Keys to solutions
- Level order traversal → Breadth first search (BFS)
- Specific to maximum width computation, a sequential indexing starting from the root node and following the level order traversal order makes it easier to keep track of the width of each level
Basic data structure setup for binary tree
We start with a TreeNode class that allows us to create a node for a binary tree that can store a value and have references to its left and right children:
class TreeNode(object):
def __init__(self, val=0, left=None, right=None):
self.val = val
self.left = left
self.right = right
BFS implementation with python’s deque
Basic “dequeue node enqueue children” pattern at each level
For BFS, we want to use a queue to store nodes at the level we will traverse. The “first in, first out” (FIFO) characteristic of queue is best implemented with python’s deque
(doubly ended queue) descriptively (for a refresher of deque
, see this article here).
At each level, the “dequeue the node, enqueue the children” pattern looks like the following:
# Dequeue node
node = queue.popleft()
# Enqueue left child if not empty
if node.left:
queue.append(node.left)
# Enqueue right child if not empty
if node.right:
queue.append(node.right)
Indexing sequence for per-level width computation
To avoid having to also keep track of the level index itself, the simplest way for us to index is to take a zero-based sequence that starts at the root node and increments from left to right and level by level.
How to get the width of each level?

-------

» TASK TO COMPLETE
Print the part of the binary tree width text from "At each level, the" up to and including "level by level.", word for word. The rows that come next are not needed.

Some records

-------

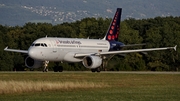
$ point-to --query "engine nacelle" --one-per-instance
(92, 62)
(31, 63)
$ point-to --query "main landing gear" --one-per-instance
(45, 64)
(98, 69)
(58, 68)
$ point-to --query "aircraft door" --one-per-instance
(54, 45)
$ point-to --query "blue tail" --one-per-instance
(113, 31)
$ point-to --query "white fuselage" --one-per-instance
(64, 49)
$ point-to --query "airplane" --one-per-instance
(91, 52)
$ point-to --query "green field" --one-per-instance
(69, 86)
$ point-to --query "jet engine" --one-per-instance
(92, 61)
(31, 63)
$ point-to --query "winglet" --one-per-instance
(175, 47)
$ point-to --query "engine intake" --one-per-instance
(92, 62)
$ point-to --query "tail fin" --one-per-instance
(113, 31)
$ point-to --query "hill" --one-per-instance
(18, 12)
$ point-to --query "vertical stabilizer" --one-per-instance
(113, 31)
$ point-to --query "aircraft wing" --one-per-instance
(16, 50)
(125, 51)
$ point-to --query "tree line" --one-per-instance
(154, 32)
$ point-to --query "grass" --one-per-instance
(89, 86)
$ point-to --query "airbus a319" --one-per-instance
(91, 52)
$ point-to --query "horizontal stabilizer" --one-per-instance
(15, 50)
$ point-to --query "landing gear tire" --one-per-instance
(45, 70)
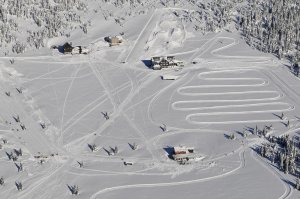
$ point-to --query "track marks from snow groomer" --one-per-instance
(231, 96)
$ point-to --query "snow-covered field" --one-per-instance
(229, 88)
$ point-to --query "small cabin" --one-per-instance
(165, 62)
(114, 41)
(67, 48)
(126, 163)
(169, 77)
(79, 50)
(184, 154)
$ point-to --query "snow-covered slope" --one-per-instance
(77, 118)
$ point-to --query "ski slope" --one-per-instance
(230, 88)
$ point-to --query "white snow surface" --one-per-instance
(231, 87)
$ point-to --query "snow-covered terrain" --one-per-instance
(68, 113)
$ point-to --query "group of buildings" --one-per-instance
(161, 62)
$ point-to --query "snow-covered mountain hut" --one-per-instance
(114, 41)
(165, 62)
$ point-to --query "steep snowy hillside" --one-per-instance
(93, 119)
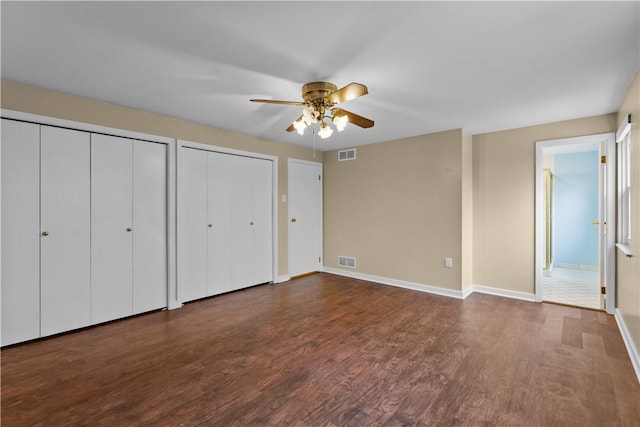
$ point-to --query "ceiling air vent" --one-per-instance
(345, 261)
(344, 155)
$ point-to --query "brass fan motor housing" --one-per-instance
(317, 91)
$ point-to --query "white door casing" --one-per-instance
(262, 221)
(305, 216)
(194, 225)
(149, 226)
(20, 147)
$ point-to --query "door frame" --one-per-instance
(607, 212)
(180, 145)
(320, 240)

-------

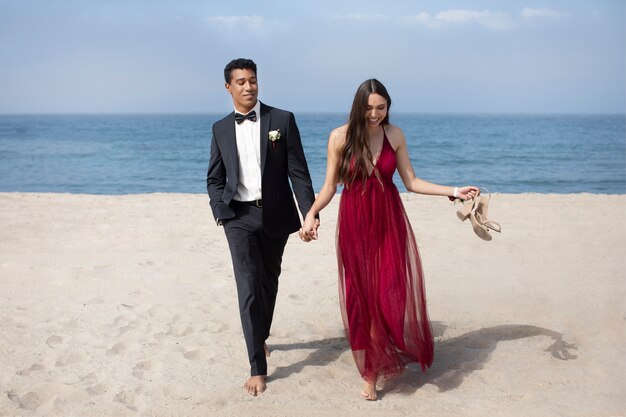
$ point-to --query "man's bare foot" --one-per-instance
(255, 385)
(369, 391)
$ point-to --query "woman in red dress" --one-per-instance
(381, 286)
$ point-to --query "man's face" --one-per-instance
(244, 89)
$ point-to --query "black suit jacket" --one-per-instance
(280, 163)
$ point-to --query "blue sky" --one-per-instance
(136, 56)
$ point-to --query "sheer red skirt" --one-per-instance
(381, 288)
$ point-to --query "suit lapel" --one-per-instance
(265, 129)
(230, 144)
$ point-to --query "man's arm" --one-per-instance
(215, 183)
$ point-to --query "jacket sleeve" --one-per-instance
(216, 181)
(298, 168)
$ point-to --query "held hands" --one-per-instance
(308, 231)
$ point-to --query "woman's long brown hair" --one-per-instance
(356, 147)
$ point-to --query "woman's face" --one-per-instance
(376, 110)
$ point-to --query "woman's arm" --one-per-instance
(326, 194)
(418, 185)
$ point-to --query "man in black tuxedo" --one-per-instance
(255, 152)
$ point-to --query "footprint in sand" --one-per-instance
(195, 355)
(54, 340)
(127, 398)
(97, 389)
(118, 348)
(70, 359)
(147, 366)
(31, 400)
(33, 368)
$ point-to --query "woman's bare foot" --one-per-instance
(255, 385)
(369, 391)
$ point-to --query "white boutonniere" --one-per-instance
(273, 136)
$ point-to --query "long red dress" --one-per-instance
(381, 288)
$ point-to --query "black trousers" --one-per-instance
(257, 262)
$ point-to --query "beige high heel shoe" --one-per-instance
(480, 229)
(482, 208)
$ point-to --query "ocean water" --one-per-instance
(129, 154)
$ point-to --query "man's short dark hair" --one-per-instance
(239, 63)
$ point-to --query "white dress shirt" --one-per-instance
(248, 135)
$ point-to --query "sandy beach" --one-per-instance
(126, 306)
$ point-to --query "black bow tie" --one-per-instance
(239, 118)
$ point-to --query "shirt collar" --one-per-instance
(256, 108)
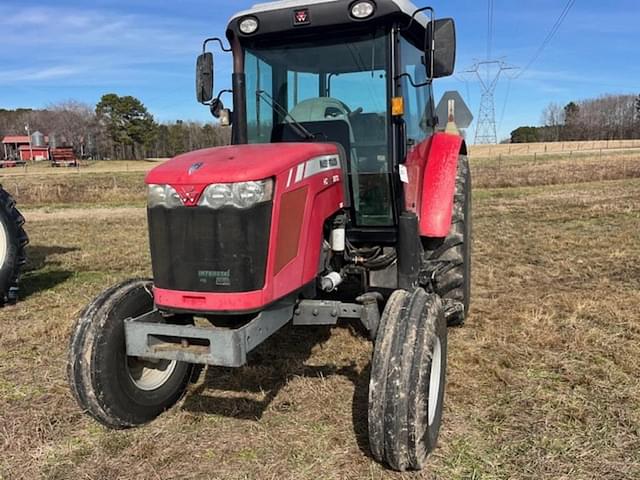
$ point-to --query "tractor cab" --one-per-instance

-------

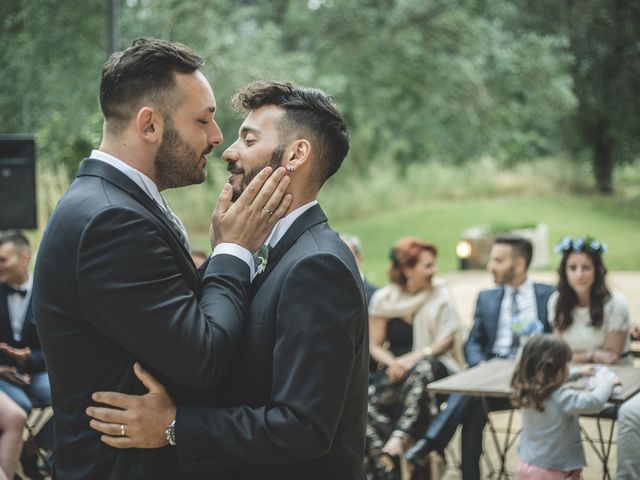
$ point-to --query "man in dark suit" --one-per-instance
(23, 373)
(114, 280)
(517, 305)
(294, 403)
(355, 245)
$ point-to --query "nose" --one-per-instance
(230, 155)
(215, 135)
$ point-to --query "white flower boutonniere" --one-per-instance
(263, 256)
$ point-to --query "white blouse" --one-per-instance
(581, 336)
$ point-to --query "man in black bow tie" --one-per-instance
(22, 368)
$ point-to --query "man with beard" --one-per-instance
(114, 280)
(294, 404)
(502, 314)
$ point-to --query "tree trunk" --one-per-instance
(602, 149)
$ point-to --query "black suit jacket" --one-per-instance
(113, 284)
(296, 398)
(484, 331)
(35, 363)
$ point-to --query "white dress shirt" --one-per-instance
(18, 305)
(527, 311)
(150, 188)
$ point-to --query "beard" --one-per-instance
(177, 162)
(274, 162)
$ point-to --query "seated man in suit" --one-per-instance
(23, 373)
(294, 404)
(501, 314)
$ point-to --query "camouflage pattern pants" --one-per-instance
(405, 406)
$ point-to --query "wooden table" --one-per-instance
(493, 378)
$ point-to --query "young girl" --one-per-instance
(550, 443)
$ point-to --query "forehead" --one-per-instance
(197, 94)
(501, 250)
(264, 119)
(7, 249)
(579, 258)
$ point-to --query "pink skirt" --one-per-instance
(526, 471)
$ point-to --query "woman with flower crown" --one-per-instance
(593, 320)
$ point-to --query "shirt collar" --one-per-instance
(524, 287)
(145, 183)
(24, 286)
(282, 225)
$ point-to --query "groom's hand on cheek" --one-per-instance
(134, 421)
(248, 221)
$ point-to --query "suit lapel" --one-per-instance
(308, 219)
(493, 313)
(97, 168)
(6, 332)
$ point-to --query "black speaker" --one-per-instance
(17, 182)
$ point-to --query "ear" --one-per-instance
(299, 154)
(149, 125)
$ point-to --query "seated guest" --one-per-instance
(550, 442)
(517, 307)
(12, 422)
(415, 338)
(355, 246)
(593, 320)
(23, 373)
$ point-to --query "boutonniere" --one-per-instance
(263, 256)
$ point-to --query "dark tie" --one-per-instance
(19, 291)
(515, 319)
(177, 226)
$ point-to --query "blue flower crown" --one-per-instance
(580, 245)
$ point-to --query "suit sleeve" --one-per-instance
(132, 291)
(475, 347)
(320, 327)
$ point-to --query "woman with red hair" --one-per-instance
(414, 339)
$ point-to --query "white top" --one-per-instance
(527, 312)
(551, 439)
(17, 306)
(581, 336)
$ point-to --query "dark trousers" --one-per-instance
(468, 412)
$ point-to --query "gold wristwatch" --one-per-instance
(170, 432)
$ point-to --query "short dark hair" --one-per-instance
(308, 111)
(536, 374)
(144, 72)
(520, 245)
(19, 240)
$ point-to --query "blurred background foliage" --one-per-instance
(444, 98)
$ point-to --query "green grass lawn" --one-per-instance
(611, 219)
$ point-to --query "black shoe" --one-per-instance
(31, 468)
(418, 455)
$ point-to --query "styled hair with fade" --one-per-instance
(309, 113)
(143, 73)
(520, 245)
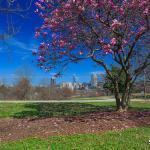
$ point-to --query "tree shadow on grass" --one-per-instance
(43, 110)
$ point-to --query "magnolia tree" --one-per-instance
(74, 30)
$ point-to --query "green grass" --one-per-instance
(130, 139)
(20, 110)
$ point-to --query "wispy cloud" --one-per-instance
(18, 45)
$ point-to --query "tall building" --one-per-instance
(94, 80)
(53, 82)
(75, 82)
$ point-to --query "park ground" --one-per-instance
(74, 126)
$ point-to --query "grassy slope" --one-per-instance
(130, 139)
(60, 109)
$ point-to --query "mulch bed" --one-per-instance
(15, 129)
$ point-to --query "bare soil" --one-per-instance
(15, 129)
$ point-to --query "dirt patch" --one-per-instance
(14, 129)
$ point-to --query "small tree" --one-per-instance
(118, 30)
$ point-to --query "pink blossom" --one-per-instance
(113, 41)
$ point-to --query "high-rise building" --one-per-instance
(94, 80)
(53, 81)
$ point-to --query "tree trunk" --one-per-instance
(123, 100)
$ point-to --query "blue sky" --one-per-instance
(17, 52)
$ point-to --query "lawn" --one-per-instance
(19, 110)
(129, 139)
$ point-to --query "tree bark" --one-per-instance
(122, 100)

-------

» RESULT FOR THIS EXERCISE
At each level, the “dequeue the node, enqueue the children” pattern looks like the following:
# Dequeue node
node = queue.popleft()
# Enqueue left child if not empty
if node.left:
queue.append(node.left)
# Enqueue right child if not empty
if node.right:
queue.append(node.right)
Indexing sequence for per-level width computation
To avoid having to also keep track of the level index itself, the simplest way for us to index is to take a zero-based sequence that starts at the root node and increments from left to right and level by level.